:: SOURCE RECORDS
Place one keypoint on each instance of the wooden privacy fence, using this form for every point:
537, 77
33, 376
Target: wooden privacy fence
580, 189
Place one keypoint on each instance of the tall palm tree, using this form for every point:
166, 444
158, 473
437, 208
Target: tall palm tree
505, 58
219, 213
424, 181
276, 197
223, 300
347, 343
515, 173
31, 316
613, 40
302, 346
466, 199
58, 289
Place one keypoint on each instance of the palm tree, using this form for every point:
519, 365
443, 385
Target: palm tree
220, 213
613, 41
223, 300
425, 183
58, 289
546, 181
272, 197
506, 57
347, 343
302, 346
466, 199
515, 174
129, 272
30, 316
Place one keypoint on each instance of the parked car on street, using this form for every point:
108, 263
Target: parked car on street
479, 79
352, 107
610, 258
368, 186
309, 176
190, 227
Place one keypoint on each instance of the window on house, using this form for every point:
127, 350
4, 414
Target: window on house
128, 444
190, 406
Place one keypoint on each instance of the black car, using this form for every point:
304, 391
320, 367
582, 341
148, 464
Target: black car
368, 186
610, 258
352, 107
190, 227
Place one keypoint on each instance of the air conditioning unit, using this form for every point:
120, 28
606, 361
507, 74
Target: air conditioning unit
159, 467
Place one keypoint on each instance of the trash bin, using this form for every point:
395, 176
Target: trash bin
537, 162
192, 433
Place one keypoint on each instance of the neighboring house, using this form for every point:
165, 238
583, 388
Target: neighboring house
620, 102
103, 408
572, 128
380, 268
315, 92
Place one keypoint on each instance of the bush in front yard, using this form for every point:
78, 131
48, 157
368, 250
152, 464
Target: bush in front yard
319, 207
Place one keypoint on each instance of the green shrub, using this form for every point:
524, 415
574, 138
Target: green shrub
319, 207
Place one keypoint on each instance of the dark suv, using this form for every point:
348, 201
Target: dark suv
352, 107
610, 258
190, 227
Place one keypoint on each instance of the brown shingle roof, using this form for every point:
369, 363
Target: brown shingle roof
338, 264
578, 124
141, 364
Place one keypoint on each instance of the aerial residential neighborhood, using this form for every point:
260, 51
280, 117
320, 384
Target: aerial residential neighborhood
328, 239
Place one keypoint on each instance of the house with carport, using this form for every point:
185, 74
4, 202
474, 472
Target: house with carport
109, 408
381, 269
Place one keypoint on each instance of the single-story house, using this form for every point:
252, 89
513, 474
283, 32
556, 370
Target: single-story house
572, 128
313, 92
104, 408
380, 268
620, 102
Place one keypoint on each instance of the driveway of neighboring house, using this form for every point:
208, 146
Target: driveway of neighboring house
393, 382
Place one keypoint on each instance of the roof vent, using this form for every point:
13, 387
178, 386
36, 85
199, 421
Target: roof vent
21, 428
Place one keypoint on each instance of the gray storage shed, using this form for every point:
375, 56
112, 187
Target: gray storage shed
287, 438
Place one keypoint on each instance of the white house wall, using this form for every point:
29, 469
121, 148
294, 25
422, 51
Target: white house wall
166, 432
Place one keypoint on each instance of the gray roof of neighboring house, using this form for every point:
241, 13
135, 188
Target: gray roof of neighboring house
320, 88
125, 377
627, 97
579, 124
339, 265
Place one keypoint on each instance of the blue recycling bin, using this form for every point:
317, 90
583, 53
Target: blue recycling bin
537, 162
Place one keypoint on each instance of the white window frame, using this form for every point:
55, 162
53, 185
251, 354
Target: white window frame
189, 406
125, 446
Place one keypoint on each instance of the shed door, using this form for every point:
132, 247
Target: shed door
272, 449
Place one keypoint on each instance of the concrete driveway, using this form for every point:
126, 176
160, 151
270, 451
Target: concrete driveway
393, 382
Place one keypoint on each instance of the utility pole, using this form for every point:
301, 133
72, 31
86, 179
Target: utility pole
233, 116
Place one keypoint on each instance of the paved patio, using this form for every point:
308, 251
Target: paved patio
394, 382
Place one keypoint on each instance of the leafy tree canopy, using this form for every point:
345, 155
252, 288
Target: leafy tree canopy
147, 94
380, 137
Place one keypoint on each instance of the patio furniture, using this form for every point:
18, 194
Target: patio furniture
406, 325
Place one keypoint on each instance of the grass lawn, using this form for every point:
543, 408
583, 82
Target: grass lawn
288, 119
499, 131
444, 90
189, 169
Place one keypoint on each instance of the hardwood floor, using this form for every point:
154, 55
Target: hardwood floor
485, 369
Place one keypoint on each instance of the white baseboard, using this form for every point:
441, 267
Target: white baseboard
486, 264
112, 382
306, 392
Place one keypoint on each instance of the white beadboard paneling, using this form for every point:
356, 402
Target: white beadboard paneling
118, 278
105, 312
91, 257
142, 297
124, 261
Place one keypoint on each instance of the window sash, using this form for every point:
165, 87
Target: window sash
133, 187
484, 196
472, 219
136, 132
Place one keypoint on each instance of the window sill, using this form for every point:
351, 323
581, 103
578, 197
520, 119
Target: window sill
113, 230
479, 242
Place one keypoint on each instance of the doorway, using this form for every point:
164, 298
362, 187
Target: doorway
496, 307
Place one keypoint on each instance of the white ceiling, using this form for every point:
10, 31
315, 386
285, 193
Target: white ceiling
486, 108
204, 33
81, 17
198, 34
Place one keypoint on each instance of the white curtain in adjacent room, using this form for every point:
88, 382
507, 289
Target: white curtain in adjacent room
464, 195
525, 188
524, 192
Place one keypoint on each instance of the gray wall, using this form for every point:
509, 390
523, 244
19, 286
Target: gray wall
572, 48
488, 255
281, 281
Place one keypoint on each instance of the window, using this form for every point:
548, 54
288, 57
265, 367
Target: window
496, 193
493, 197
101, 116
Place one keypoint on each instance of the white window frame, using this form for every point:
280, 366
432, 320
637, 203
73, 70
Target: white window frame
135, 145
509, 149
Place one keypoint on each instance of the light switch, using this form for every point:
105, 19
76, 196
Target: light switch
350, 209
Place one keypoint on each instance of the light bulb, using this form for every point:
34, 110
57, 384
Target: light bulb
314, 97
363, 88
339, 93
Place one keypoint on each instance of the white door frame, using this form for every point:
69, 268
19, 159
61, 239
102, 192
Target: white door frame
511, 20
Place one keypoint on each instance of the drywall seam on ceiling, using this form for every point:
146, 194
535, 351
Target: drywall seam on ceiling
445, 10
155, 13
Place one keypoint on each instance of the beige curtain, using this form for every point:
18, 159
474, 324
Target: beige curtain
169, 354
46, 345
::::
Can you return, unchanged, every line from the one containing "Place one keypoint on each instance of the white door" up to and including the last line?

Place one keypoint on each instance of the white door frame, using this form for every point:
69, 268
19, 159
61, 239
102, 192
Target: white door frame
511, 20
Place one keypoint on each instance of the drywall seam on ceiling, using this form for every point:
146, 194
535, 351
Target: drywall seam on ceiling
445, 10
155, 13
Place one keypoint on each instance of the beige curtain, using this form for every point:
18, 159
474, 324
Target: beige curtain
169, 354
46, 345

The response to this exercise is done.